--- Given problem ---
Pictures within the data are to be left out; everything else must be reproduced exactly.

⟨

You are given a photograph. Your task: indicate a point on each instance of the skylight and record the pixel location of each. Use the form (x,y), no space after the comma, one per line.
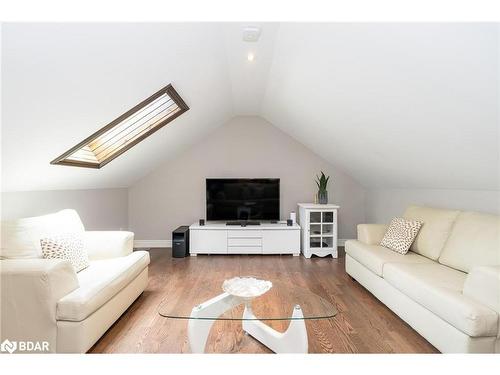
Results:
(126,131)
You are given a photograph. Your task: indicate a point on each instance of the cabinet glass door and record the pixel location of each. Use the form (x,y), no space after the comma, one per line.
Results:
(315,229)
(315,217)
(327,217)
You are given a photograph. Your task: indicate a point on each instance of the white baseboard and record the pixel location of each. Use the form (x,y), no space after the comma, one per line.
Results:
(141,244)
(341,241)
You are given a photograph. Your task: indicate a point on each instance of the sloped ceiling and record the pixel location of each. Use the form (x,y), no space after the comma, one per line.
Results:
(393,105)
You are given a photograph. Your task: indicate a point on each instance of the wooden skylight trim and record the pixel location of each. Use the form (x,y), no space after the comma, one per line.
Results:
(126,131)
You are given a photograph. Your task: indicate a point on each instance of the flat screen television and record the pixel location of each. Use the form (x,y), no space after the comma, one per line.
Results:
(243,199)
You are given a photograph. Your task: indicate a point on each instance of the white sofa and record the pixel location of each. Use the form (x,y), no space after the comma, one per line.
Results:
(45,300)
(448,285)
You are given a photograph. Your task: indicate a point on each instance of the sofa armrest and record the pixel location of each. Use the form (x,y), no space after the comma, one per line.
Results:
(108,244)
(371,234)
(30,289)
(483,285)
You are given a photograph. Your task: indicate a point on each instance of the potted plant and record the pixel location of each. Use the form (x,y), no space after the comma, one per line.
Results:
(322,183)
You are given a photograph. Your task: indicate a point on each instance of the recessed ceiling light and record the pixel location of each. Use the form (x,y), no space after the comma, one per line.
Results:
(251,34)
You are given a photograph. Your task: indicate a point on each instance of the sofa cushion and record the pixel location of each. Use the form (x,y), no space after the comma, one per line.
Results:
(100,282)
(474,241)
(68,246)
(21,238)
(434,232)
(374,257)
(400,234)
(439,289)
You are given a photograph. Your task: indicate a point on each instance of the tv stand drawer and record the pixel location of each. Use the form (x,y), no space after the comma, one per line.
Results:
(255,241)
(244,249)
(231,233)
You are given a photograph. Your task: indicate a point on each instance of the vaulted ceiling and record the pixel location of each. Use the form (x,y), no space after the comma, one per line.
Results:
(393,105)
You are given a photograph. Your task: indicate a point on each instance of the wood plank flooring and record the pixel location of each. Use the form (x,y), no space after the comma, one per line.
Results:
(363,324)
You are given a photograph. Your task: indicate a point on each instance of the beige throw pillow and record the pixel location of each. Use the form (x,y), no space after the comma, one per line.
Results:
(401,234)
(67,246)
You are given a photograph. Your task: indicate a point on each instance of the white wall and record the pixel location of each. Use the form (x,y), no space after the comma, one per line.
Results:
(382,205)
(100,209)
(174,194)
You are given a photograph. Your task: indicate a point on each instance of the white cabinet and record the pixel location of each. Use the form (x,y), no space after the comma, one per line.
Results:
(319,229)
(277,242)
(207,242)
(267,238)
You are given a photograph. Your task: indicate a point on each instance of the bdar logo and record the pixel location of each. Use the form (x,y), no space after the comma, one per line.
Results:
(8,346)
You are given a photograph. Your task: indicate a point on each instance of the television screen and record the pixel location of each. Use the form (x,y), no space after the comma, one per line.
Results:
(243,199)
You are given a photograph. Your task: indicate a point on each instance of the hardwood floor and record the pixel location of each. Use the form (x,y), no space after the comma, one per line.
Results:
(363,324)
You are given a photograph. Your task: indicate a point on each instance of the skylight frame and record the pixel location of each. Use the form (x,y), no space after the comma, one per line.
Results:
(169,90)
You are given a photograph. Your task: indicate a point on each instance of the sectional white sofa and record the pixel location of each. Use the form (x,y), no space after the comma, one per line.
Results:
(44,300)
(448,285)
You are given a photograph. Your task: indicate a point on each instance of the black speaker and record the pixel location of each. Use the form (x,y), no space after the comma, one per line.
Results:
(180,242)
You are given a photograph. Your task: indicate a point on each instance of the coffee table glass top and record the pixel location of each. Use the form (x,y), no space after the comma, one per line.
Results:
(281,302)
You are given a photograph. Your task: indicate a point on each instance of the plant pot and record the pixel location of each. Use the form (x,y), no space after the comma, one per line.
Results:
(323,197)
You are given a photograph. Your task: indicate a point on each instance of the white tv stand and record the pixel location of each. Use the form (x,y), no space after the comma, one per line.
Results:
(267,238)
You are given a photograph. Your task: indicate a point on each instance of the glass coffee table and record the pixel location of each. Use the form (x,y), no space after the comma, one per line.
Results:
(283,302)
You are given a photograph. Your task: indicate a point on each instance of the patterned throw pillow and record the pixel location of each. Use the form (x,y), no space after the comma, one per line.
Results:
(67,246)
(401,234)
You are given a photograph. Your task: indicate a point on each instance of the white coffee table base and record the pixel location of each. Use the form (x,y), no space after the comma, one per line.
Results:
(293,340)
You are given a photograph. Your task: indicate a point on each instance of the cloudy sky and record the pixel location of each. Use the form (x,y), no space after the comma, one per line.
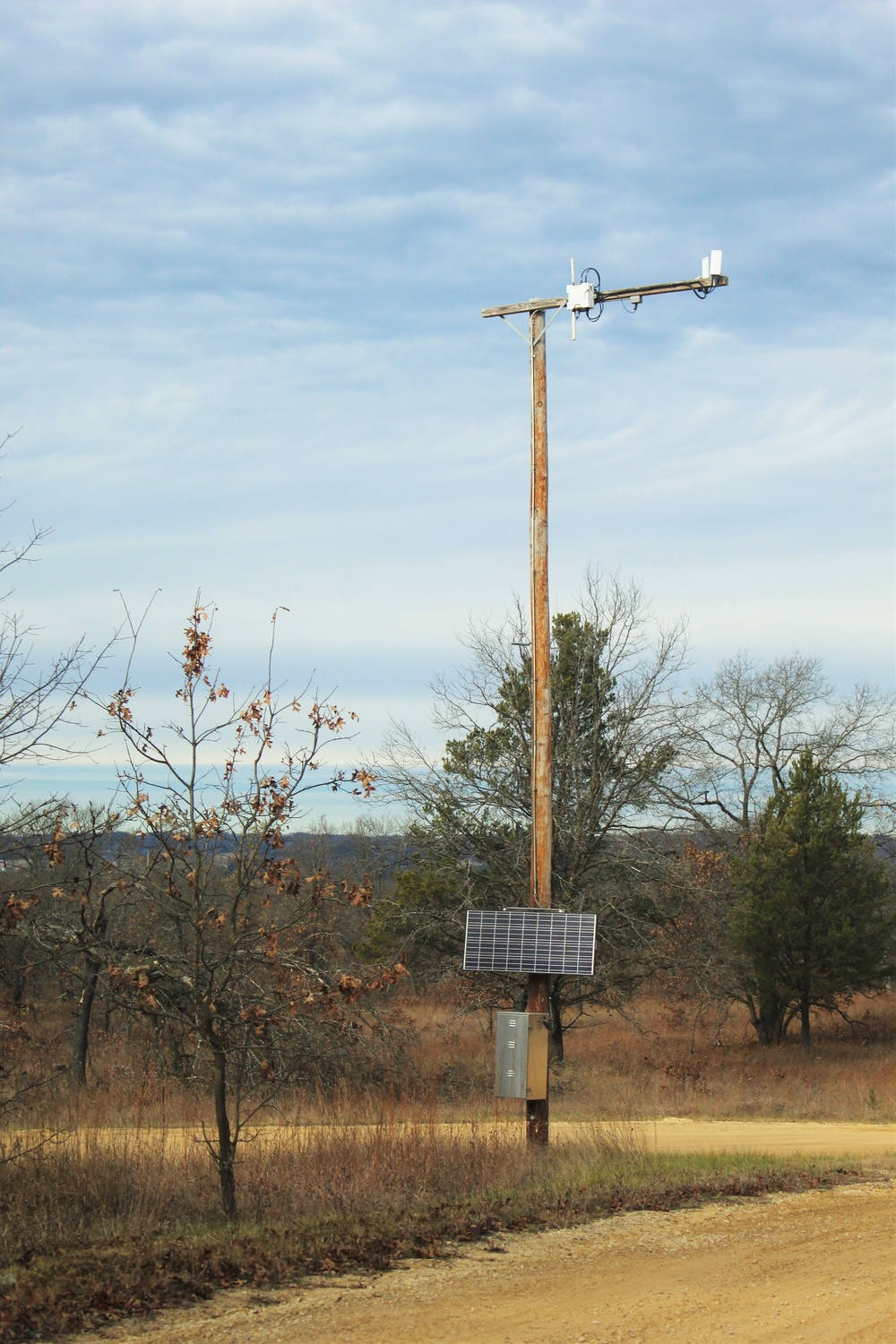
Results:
(245,252)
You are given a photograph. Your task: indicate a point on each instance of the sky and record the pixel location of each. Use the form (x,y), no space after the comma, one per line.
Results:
(245,249)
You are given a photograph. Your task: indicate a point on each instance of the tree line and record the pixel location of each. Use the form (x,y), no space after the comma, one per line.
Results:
(728,839)
(727,836)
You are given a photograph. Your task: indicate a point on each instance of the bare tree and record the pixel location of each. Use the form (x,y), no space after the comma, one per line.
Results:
(737,734)
(35,702)
(613,667)
(233,945)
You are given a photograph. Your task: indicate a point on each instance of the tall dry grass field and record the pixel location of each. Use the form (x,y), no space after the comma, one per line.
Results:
(116,1209)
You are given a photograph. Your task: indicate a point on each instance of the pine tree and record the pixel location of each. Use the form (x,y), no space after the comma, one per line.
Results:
(814,916)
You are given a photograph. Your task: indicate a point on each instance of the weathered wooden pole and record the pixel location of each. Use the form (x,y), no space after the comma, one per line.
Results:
(579,298)
(536,1112)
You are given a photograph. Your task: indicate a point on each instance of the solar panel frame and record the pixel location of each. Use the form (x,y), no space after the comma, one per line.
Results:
(530,941)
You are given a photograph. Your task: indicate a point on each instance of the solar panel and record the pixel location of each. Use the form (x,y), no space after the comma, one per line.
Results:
(530,941)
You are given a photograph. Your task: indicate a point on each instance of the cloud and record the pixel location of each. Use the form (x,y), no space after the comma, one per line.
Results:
(245,253)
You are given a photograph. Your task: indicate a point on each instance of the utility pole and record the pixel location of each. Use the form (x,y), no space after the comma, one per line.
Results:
(583,297)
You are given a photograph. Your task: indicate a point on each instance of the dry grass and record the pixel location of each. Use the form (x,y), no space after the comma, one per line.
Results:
(120,1212)
(651,1064)
(118,1223)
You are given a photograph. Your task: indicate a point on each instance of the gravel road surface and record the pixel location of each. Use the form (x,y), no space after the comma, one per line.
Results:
(817,1268)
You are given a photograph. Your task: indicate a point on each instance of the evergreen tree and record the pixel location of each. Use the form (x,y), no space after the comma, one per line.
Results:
(610,669)
(814,918)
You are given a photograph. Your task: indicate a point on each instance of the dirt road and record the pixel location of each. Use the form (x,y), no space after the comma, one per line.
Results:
(814,1268)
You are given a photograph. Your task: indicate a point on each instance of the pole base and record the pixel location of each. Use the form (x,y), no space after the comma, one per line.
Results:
(536,1123)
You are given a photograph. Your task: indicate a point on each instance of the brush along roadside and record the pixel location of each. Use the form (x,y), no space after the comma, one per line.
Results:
(110,1228)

⟩

--- Written response ---
You are given a photograph. Your task: indicate a point on each instance of the skylight and record the pixel location of each. Use the form (x,y), no space after the comma, one per line.
Results:
(126,131)
You are given a photograph. Your task: indicate a point on each instance of the cabinet glass door and record the pixel location of each. Use the form (x,y), no space after the comma, one per line.
Results:
(315,229)
(315,217)
(327,217)
You are given a photograph. Your task: indicate a point on each instance of the white baseboard and record the pixel location of each. Use the form (x,y), no space after the comma, one per line.
Results:
(141,244)
(341,241)
You are given a photograph. Your task: indicate a point on each instance of the sloped ceiling and record the pixel location of each. Use the form (x,y), no space after the comma, one per line.
Results:
(393,105)
You are given a photograph. Your task: indicate a point on each instance of the wooden skylight trim and record the pixel location of each. Use the form (x,y), no space after the comma, one per line.
Results:
(126,131)
You are given a photograph. Your task: indicate a point on each instance of the flat screen television and record the pixel location of each. Use the form (x,y), no space after the comma, one per line.
Results:
(243,199)
You are given a photograph. Your task: indicate a point on each instance of the white sofa and record the pixel location of each. Use the form (x,y), no space after the comma, one per line.
Results:
(45,300)
(448,285)
You are given a photograph. Your task: indicate a point on each instance of the sofa armrest and record the pixel location of each. Use the form (x,y), no space after the comma, one per line.
Results:
(108,244)
(371,234)
(30,289)
(483,285)
You are given a photograph. Your task: indicate a point on each instance of the potted plant and record the pixel location of each. Use the form (x,y), no space after the comma, one per line.
Results:
(322,183)
You are given a photograph. Your task: indicate a point on each instance of the recessed ceiling light and record the pixel location of each. Use the form (x,y), no space after the comma, one per line.
Results:
(251,34)
You are given a photograph. Your task: indicate a point on each instance of the sofa cushion and record the pixel location of each. Use the form (x,y), no space after the comma, one per line.
Results:
(100,282)
(474,241)
(68,246)
(21,238)
(434,232)
(374,257)
(400,234)
(439,289)
You are given a photograph. Your task: indicate a point on each instance of the tv stand drawer and record the pixel location of each. Use the form (x,y), no space after the comma, one per line.
Results:
(255,241)
(244,249)
(231,233)
You are given a photograph. Your task: indicate a point on each instance of the vaulted ceiling and record the pixel location of each. Use the form (x,y), no space after the comma, one per line.
Results:
(393,105)
You are given a photograph. Your task: indicate a point on each instance of the wood plank flooring and record the pixel location of each. Use the form (x,y), no space after the comma, one per line.
Results:
(363,324)
You are given a photograph. Your task: indicate a point on each instance of the beige throw pillow and record the pixel location of each. Use the form (x,y), no space after the comma, one per line.
Results:
(401,234)
(67,246)
You are given a photograph. Your task: indicate a point on each instance of the white wall and record the pixel location of each. Use the form (x,y), no space after the comma, one per line.
Results:
(382,205)
(100,209)
(174,194)
You are given a photograph. Your task: indicate a point on each instance of the white cabinet and record the pixel location of each. Use the form (x,y), no space after the comma, one per line.
Results:
(319,229)
(277,242)
(207,242)
(267,238)
You are given a photograph. Your task: indicate a point on each instance of the bdar logo and record the pixel location of each. Use the form (x,y), no space after the comma, one per line.
Results:
(8,346)
You are given a photograph. Your task: indicate a point on each instance of the television screen and record the pixel location of each. Use the form (x,y), no space after the comma, one per line.
Results:
(243,199)
You are given a photograph. Your task: indicate a point on each instance of the hardwood floor and record the pixel location of each. Use the form (x,y), no space after the comma, one per line.
Results:
(363,324)
You are given a photograph. Your task: indicate a point on each instance of the skylight frame and record the pixel location of each. Use the form (x,y), no space after the comma, one per line.
Results:
(169,90)
You are given a photograph. Your task: indicate a point on each instance of the sectional white sofa and record the pixel location of each. Use the form (x,y), no space after the comma, one per line.
Results:
(44,300)
(448,285)
You are given a photograph. Your task: indicate a point on each instance of the black speaker and record the pixel location of each. Use the form (x,y), no space after the comma, one per line.
Results:
(180,242)
You are given a photograph. Your task: indicate a point on each instance of the coffee table glass top and record the pixel location of each. Use the form (x,y), no space after the comma, one per line.
Results:
(281,302)
You are given a photograph. Your task: indicate a point on each instance of the plant pot and record the pixel location of each. Use the form (x,y), no space after the comma, one per line.
Results:
(323,197)
You are given a photograph. Your task: indicate a point on each instance of the white tv stand and record the pixel location of each. Use the form (x,y), no space after the comma, one per line.
Results:
(267,238)
You are given a photograph. Your task: indicate a point on each instance of the glass coffee table and record the pixel location of each. Use the form (x,y), no space after the comma, one per line.
Results:
(283,302)
You are given a photograph. Your task: indicate a point on each instance of the patterned throw pillow and record the pixel location of each. Use the form (x,y), no space after the comma, one per line.
Results:
(67,246)
(401,234)
You are given a photograph. Your task: indicate a point on each instance of the white coffee table base and record the pixel location of each. Use the form (x,y), no space after the comma, one per line.
Results:
(293,340)
You are given a photograph. Your task: indicate a point on each instance of the cloudy sky and record the pixel location of each. Use the form (x,y), no space after the comma, one per line.
Results:
(245,252)
You are given a photograph. Your task: indicate a point on each instance of the sky and record the pixel location of each. Use the form (x,y), no space after the comma, one per line.
Results:
(245,249)
You are given a photograph. Your task: indicate a point on each instance of the tree line and record the pixel location of each. Use the form (x,y), no space after the comma, one per line.
Results:
(728,839)
(727,836)
You are given a photograph. Your task: indicate a point on each instance of the bare tree and record the pixel location of each. Use the form (x,y), no space after the comma, one per line.
Results:
(737,734)
(35,702)
(613,667)
(233,945)
You are given a photograph. Your task: indicate a point on each instance of the tall dry grass field and record the pixel location of each. Use the form (x,y), no space after the comma, one per line.
Results:
(116,1209)
You are given a photograph. Your task: indicate a point on each instance of the pine tree and record the pixel location of each. Use the form (x,y), no space after the comma, one per line.
Results:
(814,916)
You are given a photograph. Your task: indicate a point on each instance of the weathered wooden pole and record the pixel location of each. Use the form (x,y), no space after the comma, one per line.
Results:
(579,298)
(536,1112)
You are given a photograph. Your task: indicate a point on each instance of the solar panel frame and record the pixel location of each. Use the form (x,y), no space after the comma, one per line.
Results:
(530,941)
You are given a photograph. Your task: indicate a point on each instance of the solar panel and record the pixel location of each. Use the form (x,y), no space after the comma, one per line.
Results:
(530,941)
You are given a photograph. Your task: indicate a point on each instance of the cloud and record the pixel location of each. Use the form (x,y), no space after the comma, one per line.
Results:
(245,253)
You are given a photograph. Your task: indicate a point on each instance of the utility pole and record the pixel location of each. Use the form (x,y), no space after the comma, one per line.
Results:
(583,297)
You are given a photograph. Your task: indicate a point on each instance of the dry grass and record the pixel location of each. Use the form (x,y), no space after the comma, one per line.
Results:
(120,1212)
(651,1064)
(118,1223)
You are given a photograph. Your task: indicate a point on each instance of the gravel road surface and record the pixel location of each. Use the form (x,y), no space after the comma, one per line.
Results:
(817,1268)
You are given a photograph. Your task: indicate a point on each instance of the evergreen tree and record the pixel location of each. Use the form (x,y), no space after the comma, one per line.
Results:
(610,669)
(814,918)
You are given a photograph. Your task: indicate a point on each instance of the dirt road and record the pixel location of each. Use the form (x,y), no space after the comma, one per line.
Results:
(814,1268)
You are given a photograph. Your task: indicate a point on each instance of the pole base and record the pixel location of each. Use the form (x,y), no space after the comma, one per line.
Results:
(536,1123)
You are given a photograph. Your task: indicate a point on each instance of the brush along roadside and record the pixel location of each. Use the form (x,y), no space after the comma, one per line.
Results:
(110,1228)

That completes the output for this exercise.